WRITTEN REQUEST: Which lines of the entries below contain the word "sign"? Pull out each of them, treating uppercase and lowercase as different.

INFORMATION SUPPLIED:
------------------------------
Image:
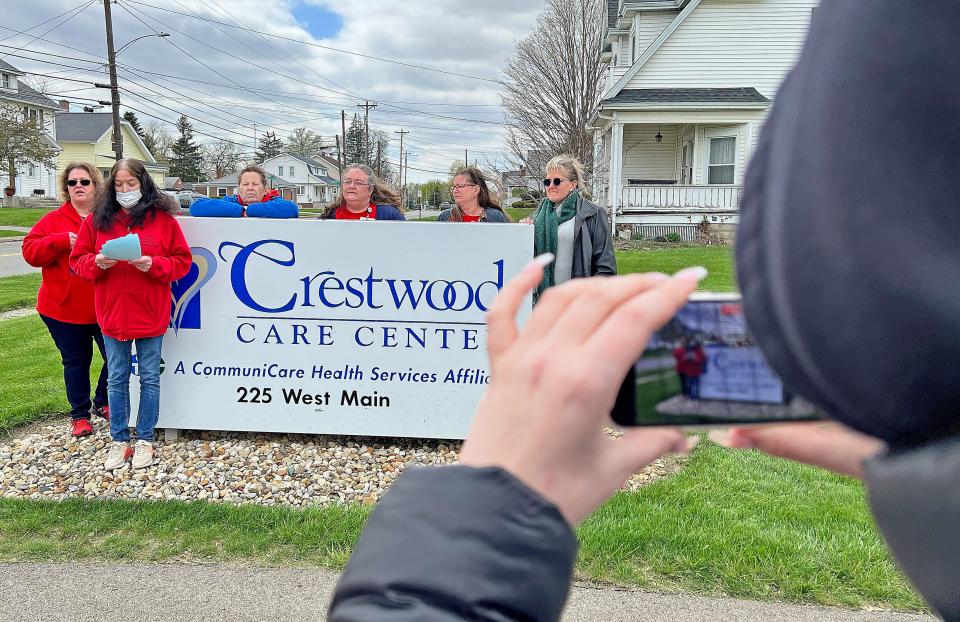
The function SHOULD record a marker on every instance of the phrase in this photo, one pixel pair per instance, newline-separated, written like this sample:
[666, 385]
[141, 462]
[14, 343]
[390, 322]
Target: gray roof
[737, 95]
[82, 127]
[27, 95]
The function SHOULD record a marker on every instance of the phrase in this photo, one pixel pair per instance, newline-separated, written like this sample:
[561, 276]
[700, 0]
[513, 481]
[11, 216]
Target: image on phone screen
[703, 368]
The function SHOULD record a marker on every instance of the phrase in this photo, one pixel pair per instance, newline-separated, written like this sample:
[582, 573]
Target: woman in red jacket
[132, 297]
[65, 301]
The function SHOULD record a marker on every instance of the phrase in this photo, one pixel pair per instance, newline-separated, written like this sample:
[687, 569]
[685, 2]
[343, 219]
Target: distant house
[227, 186]
[688, 85]
[311, 176]
[33, 178]
[88, 137]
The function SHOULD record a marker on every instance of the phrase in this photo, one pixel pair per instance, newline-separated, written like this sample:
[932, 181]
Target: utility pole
[114, 89]
[343, 128]
[366, 105]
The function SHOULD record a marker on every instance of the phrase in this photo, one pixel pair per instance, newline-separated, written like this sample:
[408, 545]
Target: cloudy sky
[223, 69]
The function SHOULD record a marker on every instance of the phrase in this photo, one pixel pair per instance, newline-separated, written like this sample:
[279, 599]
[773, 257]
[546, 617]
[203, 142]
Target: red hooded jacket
[132, 304]
[63, 295]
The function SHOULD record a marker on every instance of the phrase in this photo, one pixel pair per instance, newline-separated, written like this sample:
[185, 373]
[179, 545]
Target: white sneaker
[120, 452]
[142, 454]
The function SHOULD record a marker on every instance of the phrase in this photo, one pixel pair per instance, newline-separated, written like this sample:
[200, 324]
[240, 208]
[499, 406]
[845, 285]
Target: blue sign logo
[185, 306]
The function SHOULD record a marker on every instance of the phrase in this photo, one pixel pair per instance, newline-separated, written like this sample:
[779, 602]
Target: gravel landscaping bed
[44, 462]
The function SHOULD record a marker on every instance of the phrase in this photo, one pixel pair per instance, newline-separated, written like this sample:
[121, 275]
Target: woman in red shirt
[474, 203]
[132, 297]
[65, 301]
[363, 197]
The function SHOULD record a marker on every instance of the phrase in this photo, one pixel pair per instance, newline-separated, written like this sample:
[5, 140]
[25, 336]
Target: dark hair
[151, 199]
[252, 168]
[485, 199]
[92, 171]
[382, 193]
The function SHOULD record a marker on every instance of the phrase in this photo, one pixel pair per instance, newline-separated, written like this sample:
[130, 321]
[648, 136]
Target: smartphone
[704, 369]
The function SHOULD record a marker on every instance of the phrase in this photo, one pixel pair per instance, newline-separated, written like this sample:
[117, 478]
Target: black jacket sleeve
[458, 543]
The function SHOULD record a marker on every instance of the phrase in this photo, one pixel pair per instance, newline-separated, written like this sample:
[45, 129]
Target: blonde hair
[571, 167]
[92, 171]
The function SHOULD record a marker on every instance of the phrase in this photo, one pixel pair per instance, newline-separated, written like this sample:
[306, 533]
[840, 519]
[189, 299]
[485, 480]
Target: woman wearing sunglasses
[474, 203]
[65, 301]
[571, 227]
[132, 297]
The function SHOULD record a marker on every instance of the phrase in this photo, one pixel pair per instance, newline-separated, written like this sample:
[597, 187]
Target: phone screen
[703, 368]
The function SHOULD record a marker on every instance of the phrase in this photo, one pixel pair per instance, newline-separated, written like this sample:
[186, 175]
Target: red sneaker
[81, 427]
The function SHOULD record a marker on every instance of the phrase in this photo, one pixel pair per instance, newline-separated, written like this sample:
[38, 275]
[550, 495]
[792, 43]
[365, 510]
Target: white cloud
[473, 38]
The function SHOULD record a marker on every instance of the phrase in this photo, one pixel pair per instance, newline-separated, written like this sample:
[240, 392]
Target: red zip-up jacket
[132, 304]
[63, 295]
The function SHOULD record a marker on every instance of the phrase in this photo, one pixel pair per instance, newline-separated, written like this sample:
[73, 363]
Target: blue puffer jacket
[272, 206]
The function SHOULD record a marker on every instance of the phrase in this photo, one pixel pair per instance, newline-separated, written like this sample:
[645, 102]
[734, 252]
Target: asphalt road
[11, 261]
[180, 592]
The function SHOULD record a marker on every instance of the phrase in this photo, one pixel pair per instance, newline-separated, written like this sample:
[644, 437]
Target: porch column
[616, 172]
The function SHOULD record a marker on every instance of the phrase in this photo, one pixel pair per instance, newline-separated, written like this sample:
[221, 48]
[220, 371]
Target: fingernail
[697, 272]
[543, 260]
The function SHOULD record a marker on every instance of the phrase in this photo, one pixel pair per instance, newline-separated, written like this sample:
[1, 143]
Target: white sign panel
[739, 375]
[371, 328]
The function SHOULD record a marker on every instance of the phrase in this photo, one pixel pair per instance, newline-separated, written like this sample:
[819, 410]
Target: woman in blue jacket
[363, 197]
[252, 199]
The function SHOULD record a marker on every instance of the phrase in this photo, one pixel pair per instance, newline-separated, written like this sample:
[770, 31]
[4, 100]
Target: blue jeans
[118, 386]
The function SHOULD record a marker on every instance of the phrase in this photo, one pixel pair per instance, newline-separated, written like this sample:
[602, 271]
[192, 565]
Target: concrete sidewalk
[180, 592]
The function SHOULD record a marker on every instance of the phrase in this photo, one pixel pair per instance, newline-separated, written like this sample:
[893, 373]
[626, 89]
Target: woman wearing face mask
[65, 301]
[571, 227]
[132, 297]
[474, 203]
[363, 197]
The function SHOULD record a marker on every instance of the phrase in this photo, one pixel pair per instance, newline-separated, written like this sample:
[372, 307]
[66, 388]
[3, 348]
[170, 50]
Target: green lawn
[735, 523]
[21, 216]
[19, 292]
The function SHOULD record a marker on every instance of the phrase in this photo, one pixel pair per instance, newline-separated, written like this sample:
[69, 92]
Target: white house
[688, 85]
[312, 177]
[34, 178]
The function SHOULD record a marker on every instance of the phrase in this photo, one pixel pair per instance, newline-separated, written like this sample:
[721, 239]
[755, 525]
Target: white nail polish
[543, 260]
[699, 272]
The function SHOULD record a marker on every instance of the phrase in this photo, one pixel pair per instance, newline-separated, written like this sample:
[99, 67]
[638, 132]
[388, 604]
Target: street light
[132, 41]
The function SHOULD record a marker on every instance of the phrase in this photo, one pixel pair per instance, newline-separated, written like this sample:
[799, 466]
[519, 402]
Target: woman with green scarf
[571, 227]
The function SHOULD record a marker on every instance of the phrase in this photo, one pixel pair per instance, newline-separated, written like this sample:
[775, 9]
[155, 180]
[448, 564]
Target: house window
[720, 169]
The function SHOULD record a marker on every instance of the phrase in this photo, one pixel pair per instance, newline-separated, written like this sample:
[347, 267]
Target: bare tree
[23, 141]
[221, 158]
[553, 84]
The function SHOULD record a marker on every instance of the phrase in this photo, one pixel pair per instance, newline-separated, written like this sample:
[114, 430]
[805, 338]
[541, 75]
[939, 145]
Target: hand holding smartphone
[703, 369]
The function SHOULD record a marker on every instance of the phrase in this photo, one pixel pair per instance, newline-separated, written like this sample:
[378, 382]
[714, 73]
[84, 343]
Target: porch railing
[681, 197]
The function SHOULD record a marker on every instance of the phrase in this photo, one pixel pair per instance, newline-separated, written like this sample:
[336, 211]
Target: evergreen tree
[185, 159]
[355, 149]
[269, 147]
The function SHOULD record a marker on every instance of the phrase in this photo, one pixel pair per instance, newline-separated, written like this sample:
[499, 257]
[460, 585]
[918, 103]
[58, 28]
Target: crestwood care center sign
[373, 328]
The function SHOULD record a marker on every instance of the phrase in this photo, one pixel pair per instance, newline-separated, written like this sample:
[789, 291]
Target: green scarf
[545, 234]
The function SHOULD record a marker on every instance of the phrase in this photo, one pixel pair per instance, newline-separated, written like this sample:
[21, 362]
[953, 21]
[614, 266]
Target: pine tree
[269, 147]
[185, 161]
[355, 149]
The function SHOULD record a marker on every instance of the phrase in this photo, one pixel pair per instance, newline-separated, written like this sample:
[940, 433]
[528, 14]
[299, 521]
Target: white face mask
[128, 199]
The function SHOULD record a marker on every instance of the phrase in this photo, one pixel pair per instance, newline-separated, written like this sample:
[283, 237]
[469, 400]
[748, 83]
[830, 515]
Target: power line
[325, 47]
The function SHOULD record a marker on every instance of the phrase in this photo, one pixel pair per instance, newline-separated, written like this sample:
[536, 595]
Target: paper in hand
[126, 248]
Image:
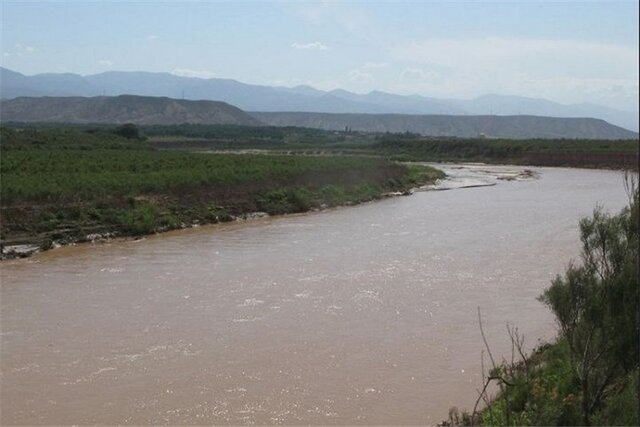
------------------------------
ANSWER FOR THE TASK:
Target: blue sign logo
Target: white sign panel
Target: crestwood care center sign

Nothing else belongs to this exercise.